### [Written task]
Write out the part of the Farmington sub thread below word for word, starting at "Hey, i sent" and ending at "know whats up.".

### [Passage to read]
※ ※ ※

# Sub needed in Farmington, Michigan.



## Patrick34 (Feb 8, 2004)

Sub needed Farmington, Michigan. Two sites, both hotels. Decent size lots, minimal walk work, salt work, etc.

If interested, please reply. Thanks.


----------



## silvetouch (Jul 29, 2004)

*Still waiting*

Hey, i sent u a PM and still haven't heard from u. I'd like to see what u have to offer. But, we are getting pretty close to winter. I don't like to overbook myself.
let me know whats up.


----------



## Keith_480231 (Jul 13, 2004)

*sub for you*

Hey there what's up? Might be interested. How do you pay? Which 2 hotels are we talking about? Let me know.:waving:


----------



## Sharper Edge (Jan 26, 2005)

*Plow sites in Farmington*

Patrick I have three sites in Farm. already what sites do you need done? We plow best buy complex @ 275 & 8 mile
call 734-954-0444
fax 734-878-1943


----------



## Keith_480231 (Jul 13, 2004)

*Hey still need help?*

Looking to find out which 2 places you are talking about? Replied to yours but no reply to mine. Either I can handle for you or the company I am going to be working with will. Let me know.


----------



## Five Star Lawn Care LLC (Dec 13, 2002)

Sharper Edge said:


> Patrick I have three sites in Farm. already what sites do you need done? We plow best buy complex @ 275 & 8 mile
> call 734-954-0444
> fax 734-878-1943


hey if you ever need help at that best buy i have a loader onsite at 7 mile and haggerty


----------

※ ※ ※

### [Entries shown]

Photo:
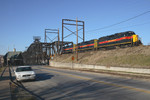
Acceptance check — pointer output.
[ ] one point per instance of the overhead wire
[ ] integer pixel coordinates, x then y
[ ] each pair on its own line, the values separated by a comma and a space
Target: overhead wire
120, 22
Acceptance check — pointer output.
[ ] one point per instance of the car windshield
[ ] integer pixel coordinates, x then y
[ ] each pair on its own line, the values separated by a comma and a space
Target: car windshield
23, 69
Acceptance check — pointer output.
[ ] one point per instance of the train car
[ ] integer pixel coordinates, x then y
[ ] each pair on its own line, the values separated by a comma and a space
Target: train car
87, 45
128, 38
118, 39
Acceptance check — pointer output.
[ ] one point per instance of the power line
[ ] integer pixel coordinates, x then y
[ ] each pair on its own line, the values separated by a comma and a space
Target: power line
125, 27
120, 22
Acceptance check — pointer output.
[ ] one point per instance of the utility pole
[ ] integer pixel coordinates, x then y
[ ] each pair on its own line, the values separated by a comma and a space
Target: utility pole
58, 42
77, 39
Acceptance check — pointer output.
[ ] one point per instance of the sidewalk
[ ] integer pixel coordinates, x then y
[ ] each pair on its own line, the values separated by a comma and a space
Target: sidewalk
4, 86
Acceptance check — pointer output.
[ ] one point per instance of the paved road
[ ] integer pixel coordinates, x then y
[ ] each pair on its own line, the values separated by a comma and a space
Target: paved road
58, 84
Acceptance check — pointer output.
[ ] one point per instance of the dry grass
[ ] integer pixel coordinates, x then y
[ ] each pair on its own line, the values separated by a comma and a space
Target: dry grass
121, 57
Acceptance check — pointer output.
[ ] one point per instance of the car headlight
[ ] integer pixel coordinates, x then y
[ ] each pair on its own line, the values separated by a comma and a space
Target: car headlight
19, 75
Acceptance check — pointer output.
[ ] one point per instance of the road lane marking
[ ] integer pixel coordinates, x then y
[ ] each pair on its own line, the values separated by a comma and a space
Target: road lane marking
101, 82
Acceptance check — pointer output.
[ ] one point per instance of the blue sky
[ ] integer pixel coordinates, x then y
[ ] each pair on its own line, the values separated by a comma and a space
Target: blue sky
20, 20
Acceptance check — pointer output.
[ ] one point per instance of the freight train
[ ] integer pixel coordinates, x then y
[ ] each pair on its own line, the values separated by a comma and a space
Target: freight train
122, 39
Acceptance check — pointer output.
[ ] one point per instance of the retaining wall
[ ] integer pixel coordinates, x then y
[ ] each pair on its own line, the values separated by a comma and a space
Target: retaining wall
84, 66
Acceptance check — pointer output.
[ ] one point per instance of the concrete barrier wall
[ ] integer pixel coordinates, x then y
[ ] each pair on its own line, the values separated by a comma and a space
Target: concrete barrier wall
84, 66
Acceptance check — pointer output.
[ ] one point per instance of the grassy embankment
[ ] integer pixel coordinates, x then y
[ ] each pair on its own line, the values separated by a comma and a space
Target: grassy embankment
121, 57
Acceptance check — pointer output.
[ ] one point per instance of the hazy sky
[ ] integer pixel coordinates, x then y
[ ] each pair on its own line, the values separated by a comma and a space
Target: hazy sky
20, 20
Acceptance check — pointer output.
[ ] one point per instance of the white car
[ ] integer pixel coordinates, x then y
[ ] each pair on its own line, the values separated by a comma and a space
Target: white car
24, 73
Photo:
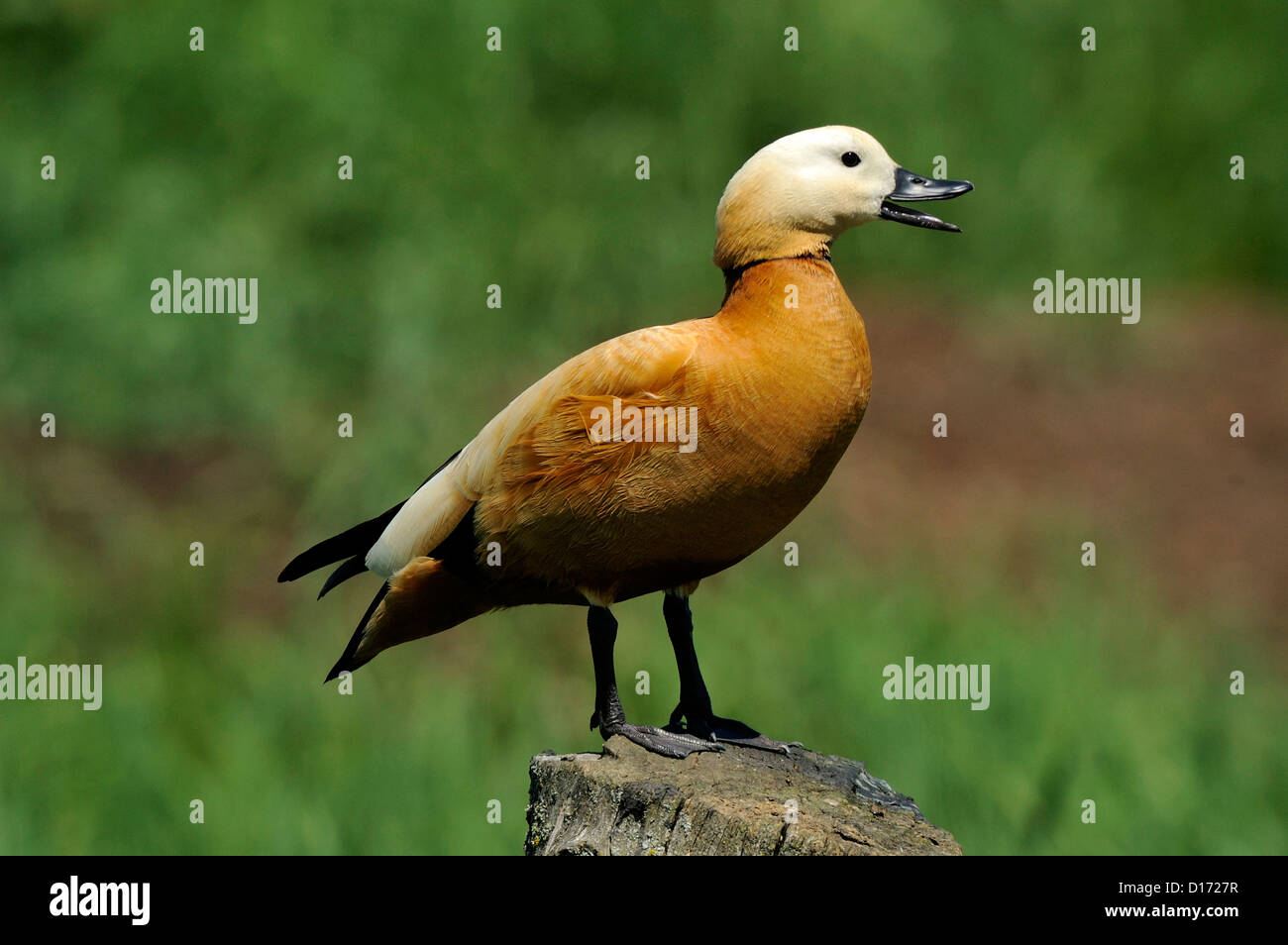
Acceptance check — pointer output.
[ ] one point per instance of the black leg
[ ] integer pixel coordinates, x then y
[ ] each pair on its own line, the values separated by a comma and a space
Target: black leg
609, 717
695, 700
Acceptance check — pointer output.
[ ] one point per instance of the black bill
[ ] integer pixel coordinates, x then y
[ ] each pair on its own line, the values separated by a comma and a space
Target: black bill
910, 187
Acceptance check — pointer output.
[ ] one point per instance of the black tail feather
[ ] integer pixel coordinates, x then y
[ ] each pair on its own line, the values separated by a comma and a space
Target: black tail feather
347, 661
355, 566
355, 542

※ ※ ※

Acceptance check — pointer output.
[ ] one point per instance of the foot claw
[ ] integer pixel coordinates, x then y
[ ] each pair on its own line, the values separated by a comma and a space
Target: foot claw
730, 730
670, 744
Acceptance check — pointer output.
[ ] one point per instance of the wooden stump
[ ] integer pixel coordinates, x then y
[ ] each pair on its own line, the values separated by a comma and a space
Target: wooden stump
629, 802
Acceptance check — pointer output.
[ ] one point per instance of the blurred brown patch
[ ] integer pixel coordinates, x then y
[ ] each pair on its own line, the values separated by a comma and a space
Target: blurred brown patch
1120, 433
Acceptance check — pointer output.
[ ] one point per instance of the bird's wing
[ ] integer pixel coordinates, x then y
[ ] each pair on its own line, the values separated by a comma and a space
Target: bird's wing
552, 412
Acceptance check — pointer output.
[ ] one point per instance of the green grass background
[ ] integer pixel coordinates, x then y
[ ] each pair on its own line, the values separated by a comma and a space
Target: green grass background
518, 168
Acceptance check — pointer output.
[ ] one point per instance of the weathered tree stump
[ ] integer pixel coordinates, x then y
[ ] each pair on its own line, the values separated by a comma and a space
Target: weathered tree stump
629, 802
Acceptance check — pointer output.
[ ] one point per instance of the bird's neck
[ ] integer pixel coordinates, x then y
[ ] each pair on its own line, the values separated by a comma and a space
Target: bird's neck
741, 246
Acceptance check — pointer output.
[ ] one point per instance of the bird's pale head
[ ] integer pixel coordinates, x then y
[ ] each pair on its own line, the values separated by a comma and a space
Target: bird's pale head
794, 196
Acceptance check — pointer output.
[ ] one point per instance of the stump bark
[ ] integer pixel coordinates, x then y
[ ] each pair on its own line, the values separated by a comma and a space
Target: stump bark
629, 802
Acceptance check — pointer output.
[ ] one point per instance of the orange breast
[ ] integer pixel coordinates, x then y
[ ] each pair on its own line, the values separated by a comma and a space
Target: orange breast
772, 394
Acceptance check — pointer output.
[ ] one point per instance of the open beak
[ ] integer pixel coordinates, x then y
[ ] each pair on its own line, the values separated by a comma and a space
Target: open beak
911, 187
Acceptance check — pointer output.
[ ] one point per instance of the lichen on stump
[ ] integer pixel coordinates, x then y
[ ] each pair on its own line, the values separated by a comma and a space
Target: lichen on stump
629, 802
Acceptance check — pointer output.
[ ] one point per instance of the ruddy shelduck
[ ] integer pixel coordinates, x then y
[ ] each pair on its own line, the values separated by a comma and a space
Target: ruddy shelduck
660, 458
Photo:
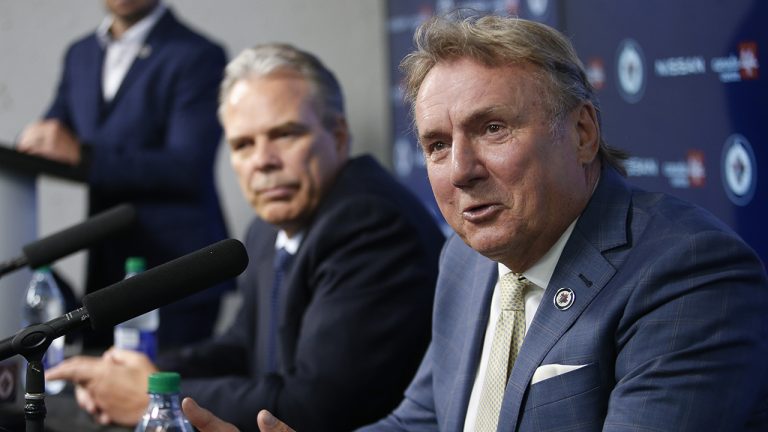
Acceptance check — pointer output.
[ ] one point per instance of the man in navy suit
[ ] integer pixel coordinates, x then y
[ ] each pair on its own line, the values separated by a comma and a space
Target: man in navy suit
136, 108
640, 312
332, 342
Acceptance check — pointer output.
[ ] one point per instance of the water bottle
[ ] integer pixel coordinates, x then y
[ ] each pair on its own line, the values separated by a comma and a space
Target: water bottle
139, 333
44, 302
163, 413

※ ※ ※

### [Exercise answer]
Hey, i sent u a PM and still haven't heard from u. I'd like to see what u have to offer. But, we are getting pretty close to winter. I don't like to overbook myself.
let me know whats up.